> _SOURCE PASSAGE_
..............................
# Saving up for 'someday.'



## Madisonjo7944 (Mar 2, 2020)

My husband and I are currently renting an apartment from my parents here in Idaho. We are only paying $500 in rent- so we are using this opportunity to save money, pay off debt, and get things we need. My parents have 1 acre, and a chicken coop. We brought our chickens, goats and dogs over from our old home and have been working on fixing up their property- cleaning up old brush, landscaping, and fixing fences. It's really nice, we can satisfy our "homesteading" wants for now, but we want to buy a property and home of our own. 

The housing market in Idaho has gone out of control. Anything decent with land is easily $300k+ , not to mention subdivisions are going up everywhere- we can't help but think even if we ever did buy a little piece of land would it eventually become obstructed by a ton of housings being thrown up next to it within a few years. Nothing around here sounds appealing. Neither my husband and I want to settle for a overpriced subdivision home as we would hate to be so close to others and we would be giving up so much.

Anyone else holding out for a while to see what the market is going to do, or is it best to find a home now? We have always loved Oregon, and I feel like their are more affordable rural options. But honestly it kind of feels like throwing a dart at a map. Everything feels pretty impossible right now. What would you do?


----------



## robin416 (Dec 29, 2019)

What worked for us but that doesn't mean it will work for you. The one thing I can say, is when you see it you'll know it. 

You've raised legitimate concerns so even if you find "the one" do your homework. You also don't want an easement going through your property if it can be helped. If you don't have much acreage that came take up a chunk. And if utility companies or fire fighters need access they will cut fences and ignore coming to the gates.
..............................
Dataset excerpts on object pointing:
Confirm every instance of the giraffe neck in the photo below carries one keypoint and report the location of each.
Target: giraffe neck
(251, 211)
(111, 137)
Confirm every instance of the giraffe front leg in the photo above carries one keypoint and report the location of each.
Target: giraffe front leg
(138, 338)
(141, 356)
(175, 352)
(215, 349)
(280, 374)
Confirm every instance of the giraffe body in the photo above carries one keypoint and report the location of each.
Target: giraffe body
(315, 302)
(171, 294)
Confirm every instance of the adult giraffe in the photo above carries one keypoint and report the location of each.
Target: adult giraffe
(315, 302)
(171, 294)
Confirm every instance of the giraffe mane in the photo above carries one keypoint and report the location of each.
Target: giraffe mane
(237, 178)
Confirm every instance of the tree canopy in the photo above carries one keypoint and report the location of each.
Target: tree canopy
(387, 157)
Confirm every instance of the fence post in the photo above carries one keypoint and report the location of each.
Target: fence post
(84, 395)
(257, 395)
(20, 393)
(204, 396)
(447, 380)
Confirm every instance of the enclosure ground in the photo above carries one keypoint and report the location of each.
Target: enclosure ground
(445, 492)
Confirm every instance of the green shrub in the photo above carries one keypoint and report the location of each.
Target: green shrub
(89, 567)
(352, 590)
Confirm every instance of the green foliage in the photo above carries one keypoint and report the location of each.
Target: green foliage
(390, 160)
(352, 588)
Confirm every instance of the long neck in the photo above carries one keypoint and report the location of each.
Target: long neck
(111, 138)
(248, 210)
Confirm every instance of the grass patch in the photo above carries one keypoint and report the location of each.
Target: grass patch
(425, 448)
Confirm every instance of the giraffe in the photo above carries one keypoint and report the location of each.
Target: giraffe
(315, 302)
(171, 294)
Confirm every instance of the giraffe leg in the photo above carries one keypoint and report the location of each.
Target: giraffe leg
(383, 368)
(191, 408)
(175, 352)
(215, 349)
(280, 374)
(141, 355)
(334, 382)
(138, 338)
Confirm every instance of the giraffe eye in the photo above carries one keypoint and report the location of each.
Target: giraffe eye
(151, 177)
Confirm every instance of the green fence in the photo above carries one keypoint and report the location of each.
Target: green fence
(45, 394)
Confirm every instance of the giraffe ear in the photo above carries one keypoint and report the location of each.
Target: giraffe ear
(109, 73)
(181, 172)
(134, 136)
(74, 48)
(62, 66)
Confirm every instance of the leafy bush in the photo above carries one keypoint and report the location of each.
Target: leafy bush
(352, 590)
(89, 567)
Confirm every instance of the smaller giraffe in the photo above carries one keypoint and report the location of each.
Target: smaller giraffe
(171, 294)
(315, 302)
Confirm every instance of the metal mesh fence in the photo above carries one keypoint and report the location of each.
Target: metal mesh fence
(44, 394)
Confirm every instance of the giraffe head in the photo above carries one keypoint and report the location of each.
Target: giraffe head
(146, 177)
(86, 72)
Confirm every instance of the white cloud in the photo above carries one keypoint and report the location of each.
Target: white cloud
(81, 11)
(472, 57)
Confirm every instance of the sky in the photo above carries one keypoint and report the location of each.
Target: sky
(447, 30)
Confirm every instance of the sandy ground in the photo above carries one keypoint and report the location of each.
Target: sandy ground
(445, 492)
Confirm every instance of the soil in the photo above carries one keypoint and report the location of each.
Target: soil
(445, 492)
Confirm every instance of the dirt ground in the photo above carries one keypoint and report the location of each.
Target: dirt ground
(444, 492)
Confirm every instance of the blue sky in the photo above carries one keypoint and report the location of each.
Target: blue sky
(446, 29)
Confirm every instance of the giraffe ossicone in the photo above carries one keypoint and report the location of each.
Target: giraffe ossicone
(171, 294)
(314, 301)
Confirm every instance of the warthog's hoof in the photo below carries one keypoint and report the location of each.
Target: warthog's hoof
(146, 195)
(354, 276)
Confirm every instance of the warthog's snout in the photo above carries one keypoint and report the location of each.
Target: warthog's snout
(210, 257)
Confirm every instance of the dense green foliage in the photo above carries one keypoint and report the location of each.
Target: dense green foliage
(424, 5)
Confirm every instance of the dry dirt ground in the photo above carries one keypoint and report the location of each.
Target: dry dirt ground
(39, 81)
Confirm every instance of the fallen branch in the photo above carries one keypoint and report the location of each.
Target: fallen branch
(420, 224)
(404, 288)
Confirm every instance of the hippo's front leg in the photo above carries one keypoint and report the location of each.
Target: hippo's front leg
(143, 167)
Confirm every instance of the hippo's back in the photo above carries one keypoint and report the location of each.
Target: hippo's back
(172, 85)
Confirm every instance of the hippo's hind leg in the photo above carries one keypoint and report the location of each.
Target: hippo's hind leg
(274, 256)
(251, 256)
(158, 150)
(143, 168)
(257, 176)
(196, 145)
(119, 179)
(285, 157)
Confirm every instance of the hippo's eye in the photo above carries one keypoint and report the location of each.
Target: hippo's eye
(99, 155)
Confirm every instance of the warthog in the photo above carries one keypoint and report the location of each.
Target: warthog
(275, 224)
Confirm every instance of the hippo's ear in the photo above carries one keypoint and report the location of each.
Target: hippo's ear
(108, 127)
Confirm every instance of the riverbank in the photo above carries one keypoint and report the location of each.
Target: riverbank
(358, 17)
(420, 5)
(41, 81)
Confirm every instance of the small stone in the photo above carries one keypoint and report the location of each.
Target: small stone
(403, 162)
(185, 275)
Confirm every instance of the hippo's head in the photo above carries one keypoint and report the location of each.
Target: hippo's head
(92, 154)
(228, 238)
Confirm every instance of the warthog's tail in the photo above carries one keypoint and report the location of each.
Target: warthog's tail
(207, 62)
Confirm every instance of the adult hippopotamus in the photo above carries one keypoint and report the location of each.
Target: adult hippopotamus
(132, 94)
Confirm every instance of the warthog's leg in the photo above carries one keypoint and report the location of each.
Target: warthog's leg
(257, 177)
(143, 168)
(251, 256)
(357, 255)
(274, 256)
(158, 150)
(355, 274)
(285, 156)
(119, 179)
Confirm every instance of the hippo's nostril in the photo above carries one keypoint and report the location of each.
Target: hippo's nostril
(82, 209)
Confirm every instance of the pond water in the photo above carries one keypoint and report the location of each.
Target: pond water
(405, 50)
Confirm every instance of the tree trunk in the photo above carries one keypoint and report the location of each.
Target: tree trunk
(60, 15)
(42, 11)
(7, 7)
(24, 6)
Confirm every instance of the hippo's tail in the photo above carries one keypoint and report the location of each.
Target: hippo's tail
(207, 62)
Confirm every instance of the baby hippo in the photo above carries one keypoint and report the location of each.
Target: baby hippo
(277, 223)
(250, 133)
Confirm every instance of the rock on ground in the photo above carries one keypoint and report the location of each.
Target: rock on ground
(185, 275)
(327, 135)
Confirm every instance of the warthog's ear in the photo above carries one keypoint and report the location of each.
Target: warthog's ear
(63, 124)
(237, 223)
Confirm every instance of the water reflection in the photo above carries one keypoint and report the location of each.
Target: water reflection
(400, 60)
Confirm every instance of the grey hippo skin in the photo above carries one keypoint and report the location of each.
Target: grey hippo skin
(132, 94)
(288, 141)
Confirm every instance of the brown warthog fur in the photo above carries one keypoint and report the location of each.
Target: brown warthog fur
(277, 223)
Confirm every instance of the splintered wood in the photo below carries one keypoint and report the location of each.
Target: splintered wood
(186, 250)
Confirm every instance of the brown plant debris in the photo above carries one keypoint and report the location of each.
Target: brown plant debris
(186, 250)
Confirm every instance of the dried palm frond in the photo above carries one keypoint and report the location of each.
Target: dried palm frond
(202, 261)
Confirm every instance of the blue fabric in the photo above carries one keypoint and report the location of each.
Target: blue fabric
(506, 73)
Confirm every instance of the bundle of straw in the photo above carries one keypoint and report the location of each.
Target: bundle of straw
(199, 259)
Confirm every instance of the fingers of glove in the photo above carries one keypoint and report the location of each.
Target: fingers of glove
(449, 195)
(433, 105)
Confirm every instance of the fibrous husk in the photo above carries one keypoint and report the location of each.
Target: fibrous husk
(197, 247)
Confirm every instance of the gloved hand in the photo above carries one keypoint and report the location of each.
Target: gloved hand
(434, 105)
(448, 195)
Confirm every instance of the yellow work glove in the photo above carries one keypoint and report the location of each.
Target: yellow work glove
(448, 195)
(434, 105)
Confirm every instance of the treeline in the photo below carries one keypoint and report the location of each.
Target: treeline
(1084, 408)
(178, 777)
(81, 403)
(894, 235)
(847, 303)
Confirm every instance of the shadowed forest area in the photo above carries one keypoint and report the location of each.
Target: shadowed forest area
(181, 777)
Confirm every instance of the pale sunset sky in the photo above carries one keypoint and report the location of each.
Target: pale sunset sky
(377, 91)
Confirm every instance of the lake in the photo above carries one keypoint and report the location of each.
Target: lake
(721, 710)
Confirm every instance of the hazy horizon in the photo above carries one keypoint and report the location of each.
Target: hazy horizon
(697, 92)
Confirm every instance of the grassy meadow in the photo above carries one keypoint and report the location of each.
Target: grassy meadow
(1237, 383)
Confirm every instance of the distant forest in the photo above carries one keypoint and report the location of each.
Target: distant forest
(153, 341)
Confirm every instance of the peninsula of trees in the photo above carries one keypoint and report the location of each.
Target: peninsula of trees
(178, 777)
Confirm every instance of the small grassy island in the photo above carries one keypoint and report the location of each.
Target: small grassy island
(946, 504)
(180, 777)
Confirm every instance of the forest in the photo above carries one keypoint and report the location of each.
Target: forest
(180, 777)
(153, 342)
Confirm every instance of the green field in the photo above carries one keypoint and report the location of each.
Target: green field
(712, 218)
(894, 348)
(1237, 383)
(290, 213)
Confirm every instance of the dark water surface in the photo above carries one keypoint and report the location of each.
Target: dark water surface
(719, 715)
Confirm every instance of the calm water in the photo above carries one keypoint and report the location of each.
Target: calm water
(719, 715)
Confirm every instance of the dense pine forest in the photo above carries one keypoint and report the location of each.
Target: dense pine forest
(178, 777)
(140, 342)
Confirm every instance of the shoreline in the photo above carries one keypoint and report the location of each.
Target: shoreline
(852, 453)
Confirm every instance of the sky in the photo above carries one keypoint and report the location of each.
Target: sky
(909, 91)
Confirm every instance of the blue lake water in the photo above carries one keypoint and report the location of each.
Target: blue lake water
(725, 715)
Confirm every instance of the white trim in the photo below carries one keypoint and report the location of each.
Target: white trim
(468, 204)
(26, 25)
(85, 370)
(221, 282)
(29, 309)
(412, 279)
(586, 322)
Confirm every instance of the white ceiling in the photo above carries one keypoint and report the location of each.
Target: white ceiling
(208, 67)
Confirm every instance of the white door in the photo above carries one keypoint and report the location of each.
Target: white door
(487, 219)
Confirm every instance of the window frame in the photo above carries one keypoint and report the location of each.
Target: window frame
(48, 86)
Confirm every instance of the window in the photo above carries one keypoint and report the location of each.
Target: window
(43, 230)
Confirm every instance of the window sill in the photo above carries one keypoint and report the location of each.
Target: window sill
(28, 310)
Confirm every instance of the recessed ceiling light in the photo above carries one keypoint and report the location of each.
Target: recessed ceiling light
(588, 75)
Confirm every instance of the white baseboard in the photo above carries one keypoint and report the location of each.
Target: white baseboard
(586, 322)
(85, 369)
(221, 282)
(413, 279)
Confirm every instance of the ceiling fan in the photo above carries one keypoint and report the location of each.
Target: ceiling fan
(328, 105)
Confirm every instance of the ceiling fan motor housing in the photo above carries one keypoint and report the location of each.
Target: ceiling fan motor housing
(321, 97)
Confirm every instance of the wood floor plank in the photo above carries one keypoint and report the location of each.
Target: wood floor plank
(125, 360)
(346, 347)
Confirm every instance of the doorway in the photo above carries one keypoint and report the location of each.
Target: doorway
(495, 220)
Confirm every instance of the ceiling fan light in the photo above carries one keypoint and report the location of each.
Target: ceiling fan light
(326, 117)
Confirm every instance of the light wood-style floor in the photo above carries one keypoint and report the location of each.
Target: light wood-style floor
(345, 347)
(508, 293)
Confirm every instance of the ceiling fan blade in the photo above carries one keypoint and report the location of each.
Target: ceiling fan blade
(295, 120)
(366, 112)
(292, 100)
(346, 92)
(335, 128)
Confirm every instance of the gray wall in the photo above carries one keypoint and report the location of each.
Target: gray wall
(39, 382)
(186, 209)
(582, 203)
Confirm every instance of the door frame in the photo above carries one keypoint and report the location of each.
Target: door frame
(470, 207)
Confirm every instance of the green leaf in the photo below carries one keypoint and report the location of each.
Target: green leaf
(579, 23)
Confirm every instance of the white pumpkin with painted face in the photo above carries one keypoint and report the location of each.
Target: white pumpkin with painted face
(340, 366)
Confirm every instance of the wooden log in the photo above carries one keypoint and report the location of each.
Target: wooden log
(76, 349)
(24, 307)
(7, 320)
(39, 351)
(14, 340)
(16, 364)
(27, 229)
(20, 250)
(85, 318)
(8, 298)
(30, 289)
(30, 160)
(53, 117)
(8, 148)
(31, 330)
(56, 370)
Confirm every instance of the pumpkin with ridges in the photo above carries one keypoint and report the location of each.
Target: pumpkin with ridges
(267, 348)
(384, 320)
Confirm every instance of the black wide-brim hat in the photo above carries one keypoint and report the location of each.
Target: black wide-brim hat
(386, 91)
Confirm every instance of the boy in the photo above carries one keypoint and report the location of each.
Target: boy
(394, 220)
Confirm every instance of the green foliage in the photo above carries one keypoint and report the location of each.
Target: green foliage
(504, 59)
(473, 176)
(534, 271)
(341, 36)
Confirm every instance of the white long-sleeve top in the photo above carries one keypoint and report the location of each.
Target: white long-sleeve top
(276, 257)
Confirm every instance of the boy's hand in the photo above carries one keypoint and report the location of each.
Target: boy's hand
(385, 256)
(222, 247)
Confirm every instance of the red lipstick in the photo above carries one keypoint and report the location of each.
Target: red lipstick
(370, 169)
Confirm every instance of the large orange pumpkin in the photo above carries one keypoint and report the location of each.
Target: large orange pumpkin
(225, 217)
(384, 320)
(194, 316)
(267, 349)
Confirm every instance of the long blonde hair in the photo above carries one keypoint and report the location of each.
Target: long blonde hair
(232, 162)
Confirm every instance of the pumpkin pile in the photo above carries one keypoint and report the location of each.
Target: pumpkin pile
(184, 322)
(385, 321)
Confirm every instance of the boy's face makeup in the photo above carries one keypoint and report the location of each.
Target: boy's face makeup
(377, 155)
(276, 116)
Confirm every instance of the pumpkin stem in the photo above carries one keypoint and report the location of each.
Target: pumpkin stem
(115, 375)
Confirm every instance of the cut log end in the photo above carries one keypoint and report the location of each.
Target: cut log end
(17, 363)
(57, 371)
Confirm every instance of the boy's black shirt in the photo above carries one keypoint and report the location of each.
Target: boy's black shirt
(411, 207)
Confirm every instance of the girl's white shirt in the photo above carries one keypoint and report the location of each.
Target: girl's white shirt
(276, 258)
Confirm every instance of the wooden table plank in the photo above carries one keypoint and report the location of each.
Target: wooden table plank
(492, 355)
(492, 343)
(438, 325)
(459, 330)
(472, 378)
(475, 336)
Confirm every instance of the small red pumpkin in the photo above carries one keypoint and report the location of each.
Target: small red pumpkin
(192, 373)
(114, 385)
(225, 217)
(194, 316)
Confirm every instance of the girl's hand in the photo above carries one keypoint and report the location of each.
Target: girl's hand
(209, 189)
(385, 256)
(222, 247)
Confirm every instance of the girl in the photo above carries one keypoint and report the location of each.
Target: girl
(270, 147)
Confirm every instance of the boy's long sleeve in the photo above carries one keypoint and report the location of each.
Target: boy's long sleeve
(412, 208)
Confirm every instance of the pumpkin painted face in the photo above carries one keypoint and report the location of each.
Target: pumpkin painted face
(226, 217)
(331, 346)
..............................
> _TASK INSTRUCTIONS_
Continue the forum thread about saving up for a rural home from the point where it stops.

> _TASK RESPONSE_
----------



## Wolf mom (Mar 8, 2005)

Think jobs! Wherever you land, you will need to work. Very few people can sustain a homestead without working. 
Think building codes, animal codes etc. when you look. There's much more involved than "I think it's a pretty area".
Make a list, pare it down to what you won't live without and go from there. Meanwhile, save, save, save!


----------



## Cassie Correa (Apr 26, 2020)

You could look at the 7 acres in Texas that I am making available to a young, aspiring homesteading family. No big cash outlay needed and you would have 7 acres, barn, outbuildings, chicken coop, tractor & implements to get you started - for the cost of taxes and insurance. See my post under Real Estate, it’s called Homestead Start-Up Offer.


----------



## Fishindude (May 19, 2015)

Land prices and development in some areas of the country are just crazy ridiculous.
Sounds to me like you are in one of those places, and the long and short of it is that unless you have a ton of FU money, setting up a nice little homestead or hobby farm is cost prohibitive.

Just as well accept this fact and start looking elsewhere, or settle on something affordable that will likely be very small.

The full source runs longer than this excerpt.